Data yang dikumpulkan
------------------------------------------------

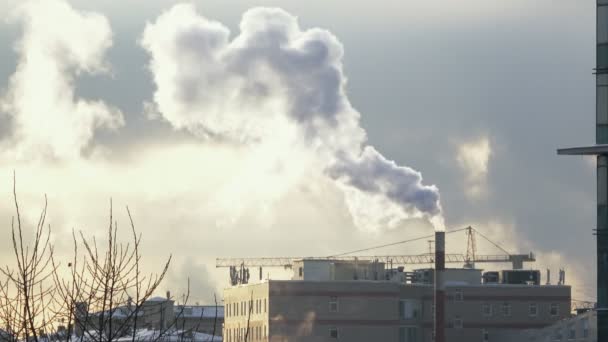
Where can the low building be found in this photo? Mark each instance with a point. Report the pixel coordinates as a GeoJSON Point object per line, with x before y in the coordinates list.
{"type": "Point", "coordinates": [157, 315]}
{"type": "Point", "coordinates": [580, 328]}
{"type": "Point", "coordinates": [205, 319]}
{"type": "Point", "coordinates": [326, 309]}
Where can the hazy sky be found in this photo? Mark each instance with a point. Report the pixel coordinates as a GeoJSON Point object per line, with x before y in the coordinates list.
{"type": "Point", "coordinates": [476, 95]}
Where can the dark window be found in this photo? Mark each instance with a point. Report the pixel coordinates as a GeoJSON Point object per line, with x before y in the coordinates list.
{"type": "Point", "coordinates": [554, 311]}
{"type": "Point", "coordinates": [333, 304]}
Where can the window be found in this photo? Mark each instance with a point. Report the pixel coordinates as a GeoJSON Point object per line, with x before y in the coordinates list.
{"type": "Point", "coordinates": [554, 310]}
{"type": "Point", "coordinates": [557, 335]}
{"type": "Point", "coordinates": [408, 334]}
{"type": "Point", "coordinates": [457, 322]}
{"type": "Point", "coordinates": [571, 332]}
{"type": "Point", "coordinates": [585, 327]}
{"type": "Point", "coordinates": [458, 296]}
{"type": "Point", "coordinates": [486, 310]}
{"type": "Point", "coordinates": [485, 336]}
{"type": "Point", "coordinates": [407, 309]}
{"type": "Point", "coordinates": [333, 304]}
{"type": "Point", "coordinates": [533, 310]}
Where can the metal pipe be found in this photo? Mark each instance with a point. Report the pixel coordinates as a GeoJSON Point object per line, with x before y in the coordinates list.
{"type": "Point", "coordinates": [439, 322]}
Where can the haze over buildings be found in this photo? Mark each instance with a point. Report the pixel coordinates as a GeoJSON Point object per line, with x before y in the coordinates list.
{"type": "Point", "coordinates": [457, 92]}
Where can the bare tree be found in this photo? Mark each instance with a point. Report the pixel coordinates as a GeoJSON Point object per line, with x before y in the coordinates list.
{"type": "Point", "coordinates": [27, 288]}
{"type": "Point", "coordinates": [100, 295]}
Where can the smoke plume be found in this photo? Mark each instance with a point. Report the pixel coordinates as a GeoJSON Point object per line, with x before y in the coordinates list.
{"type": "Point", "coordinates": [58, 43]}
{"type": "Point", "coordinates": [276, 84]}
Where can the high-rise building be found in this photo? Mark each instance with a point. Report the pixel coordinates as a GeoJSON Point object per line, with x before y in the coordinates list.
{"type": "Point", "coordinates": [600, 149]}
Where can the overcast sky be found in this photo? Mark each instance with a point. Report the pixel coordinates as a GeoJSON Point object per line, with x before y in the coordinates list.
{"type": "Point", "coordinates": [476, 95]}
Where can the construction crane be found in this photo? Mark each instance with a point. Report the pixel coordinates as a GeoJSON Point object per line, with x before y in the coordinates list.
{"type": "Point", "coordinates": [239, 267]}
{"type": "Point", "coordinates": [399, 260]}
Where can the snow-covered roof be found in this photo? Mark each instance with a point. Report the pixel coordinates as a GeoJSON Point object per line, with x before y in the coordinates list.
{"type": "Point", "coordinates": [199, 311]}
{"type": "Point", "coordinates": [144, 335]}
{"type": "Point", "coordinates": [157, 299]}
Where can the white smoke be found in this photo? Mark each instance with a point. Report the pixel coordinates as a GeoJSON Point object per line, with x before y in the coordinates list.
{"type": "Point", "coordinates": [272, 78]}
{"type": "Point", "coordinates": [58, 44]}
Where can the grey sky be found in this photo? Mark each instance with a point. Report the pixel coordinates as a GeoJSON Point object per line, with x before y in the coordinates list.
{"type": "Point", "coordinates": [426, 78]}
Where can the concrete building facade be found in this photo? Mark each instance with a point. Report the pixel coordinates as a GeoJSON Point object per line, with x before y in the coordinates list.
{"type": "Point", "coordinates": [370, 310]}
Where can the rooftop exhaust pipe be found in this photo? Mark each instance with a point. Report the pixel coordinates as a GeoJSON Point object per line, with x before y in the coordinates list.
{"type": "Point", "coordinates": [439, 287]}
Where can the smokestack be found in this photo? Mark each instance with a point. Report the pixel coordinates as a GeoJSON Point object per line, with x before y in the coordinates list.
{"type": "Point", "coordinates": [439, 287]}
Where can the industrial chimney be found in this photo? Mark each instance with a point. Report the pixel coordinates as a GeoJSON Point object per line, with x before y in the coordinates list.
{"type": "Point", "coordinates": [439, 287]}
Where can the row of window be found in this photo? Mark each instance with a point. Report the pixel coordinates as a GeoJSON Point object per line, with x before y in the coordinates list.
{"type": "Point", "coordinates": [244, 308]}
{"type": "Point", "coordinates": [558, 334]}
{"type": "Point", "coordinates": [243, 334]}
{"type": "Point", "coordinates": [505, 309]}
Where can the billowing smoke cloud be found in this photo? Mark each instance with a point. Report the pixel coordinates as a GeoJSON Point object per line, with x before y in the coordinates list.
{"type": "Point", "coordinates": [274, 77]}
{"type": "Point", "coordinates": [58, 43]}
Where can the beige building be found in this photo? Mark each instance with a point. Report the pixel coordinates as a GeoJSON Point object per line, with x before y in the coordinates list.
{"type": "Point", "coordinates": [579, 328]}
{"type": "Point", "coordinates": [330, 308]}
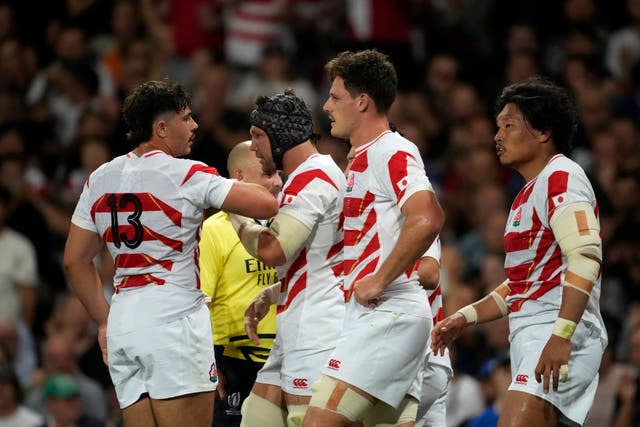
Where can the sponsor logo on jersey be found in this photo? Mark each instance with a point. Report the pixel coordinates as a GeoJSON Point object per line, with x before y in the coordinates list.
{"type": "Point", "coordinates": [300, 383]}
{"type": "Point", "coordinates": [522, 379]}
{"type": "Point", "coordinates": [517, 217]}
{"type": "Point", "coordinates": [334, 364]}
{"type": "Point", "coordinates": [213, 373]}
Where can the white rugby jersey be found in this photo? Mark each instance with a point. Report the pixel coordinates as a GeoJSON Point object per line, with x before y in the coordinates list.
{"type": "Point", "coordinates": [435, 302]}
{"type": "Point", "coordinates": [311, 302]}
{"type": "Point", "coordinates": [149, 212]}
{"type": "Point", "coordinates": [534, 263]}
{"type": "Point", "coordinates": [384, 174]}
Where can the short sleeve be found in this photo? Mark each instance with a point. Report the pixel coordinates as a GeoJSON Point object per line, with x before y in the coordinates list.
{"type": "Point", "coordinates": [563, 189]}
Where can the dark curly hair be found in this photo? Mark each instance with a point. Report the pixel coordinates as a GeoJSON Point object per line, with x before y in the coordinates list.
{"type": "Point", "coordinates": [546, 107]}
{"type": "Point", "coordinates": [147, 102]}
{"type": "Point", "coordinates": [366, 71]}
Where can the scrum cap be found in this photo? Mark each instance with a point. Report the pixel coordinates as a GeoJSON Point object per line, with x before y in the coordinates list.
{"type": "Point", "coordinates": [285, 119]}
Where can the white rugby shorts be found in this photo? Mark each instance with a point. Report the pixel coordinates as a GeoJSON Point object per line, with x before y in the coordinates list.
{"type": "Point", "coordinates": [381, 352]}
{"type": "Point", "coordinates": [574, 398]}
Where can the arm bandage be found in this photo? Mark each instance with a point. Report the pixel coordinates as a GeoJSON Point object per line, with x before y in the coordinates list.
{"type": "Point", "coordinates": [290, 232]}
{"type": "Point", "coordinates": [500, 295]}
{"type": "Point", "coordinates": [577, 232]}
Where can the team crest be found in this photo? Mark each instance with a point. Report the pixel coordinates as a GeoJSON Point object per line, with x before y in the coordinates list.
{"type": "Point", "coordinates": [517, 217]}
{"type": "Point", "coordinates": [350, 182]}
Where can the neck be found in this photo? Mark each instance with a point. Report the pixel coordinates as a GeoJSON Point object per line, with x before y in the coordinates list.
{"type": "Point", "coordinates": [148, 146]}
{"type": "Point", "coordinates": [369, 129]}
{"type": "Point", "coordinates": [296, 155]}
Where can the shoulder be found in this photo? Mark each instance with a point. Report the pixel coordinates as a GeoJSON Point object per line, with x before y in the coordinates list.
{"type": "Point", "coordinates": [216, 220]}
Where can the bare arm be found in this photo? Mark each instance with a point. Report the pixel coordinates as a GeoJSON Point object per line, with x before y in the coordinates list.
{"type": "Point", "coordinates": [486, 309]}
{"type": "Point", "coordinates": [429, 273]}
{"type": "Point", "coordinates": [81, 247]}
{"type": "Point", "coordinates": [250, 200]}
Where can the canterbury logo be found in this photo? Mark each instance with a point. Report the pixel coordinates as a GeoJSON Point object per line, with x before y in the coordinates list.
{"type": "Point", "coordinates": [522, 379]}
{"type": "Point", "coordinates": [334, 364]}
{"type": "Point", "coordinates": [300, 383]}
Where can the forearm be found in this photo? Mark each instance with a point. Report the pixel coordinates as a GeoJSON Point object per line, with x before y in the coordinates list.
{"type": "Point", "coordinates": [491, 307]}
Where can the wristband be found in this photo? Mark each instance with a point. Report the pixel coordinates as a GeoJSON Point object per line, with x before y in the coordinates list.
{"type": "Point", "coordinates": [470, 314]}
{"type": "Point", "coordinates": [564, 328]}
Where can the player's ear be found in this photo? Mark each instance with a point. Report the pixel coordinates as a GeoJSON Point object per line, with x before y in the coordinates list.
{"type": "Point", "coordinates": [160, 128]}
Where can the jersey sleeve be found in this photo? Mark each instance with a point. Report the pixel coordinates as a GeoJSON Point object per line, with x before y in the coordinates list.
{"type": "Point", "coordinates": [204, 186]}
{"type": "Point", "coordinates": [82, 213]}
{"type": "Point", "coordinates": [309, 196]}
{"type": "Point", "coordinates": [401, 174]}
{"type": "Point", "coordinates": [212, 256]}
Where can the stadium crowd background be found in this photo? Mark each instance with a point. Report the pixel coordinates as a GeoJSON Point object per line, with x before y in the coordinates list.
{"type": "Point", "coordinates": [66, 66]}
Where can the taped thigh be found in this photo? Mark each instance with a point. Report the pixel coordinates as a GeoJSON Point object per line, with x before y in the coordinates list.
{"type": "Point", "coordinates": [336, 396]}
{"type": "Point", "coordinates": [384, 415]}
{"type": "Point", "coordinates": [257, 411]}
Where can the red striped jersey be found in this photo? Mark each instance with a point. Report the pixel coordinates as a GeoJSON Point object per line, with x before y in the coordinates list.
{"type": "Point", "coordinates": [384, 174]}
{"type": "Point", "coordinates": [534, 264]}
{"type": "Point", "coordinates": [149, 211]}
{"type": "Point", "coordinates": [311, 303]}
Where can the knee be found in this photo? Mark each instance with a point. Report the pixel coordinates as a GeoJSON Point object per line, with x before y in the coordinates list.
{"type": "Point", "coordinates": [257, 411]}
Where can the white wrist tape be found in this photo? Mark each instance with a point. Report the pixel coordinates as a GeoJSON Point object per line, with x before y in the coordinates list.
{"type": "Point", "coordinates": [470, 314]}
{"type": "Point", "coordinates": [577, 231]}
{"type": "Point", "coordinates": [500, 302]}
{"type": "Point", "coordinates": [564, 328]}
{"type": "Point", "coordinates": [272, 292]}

------------------------------------------------

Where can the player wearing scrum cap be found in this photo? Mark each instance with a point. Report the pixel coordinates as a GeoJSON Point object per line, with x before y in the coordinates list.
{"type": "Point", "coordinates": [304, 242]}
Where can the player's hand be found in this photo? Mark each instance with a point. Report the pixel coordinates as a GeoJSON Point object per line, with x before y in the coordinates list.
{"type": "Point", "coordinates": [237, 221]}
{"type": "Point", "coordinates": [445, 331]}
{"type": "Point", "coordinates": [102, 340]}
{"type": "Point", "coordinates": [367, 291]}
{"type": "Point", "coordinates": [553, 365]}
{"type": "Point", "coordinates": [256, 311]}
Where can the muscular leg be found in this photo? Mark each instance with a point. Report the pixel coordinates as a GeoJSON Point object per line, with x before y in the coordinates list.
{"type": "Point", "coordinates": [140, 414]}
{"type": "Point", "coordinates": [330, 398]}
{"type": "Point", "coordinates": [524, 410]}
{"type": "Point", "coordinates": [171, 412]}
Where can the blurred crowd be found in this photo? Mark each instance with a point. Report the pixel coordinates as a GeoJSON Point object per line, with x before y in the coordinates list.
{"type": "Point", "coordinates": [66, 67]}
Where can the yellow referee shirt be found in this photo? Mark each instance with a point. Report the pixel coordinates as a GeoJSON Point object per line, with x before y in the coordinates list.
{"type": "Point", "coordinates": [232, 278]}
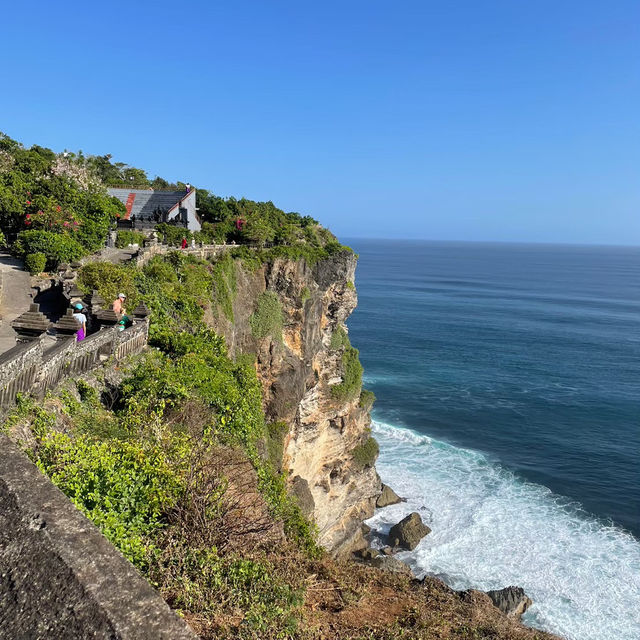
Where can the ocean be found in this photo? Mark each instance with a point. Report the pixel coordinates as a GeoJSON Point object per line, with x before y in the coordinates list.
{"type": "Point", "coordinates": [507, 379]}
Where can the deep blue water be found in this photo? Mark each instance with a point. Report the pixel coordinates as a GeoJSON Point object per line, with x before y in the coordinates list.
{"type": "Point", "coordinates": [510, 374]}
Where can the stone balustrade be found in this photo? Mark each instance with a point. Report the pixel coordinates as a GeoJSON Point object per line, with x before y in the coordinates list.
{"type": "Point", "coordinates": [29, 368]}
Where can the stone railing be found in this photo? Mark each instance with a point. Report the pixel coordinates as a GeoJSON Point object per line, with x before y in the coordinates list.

------------------------------------------------

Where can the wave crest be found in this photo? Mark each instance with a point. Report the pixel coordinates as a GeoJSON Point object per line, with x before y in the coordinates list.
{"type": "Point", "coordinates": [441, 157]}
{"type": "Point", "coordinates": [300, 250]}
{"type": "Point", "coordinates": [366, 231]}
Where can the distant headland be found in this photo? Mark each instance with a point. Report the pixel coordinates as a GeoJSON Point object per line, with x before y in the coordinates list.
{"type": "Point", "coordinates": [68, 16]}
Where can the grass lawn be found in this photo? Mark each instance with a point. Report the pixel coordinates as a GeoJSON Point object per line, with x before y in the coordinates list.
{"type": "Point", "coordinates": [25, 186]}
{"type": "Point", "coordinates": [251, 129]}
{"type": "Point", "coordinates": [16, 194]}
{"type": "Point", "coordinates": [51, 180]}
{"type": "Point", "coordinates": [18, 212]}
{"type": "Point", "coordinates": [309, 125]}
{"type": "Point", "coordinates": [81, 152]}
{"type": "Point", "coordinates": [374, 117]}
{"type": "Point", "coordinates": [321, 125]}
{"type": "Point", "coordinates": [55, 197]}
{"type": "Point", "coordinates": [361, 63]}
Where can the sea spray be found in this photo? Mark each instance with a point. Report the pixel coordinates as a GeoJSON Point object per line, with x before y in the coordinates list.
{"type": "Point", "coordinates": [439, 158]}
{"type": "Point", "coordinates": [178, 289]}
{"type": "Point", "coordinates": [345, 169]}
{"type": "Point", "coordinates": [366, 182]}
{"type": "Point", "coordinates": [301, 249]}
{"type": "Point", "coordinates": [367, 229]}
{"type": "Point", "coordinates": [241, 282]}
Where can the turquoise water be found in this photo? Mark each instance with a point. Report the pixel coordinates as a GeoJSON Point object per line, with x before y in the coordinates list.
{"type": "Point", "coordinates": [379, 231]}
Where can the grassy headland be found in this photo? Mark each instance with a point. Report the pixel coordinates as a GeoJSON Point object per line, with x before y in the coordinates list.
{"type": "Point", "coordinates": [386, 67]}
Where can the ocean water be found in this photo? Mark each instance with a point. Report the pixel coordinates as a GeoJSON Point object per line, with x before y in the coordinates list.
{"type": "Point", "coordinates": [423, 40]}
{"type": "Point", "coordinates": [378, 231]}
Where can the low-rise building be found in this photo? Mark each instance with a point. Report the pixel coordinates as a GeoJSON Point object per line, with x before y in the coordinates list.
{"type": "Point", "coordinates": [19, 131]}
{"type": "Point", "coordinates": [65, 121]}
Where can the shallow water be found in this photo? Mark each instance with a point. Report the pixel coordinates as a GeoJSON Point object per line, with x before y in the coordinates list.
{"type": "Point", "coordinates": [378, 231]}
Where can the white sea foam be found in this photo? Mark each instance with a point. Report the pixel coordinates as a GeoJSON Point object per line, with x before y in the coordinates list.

------------------------------------------------

TUGAS KAMU:
Sebutkan berapa baris catatan di atas yang memuat kata "bare". Huruf besar dan kecil dibedakan, dan jawab dengan angkanya saja.

CARA PENYELESAIAN:
2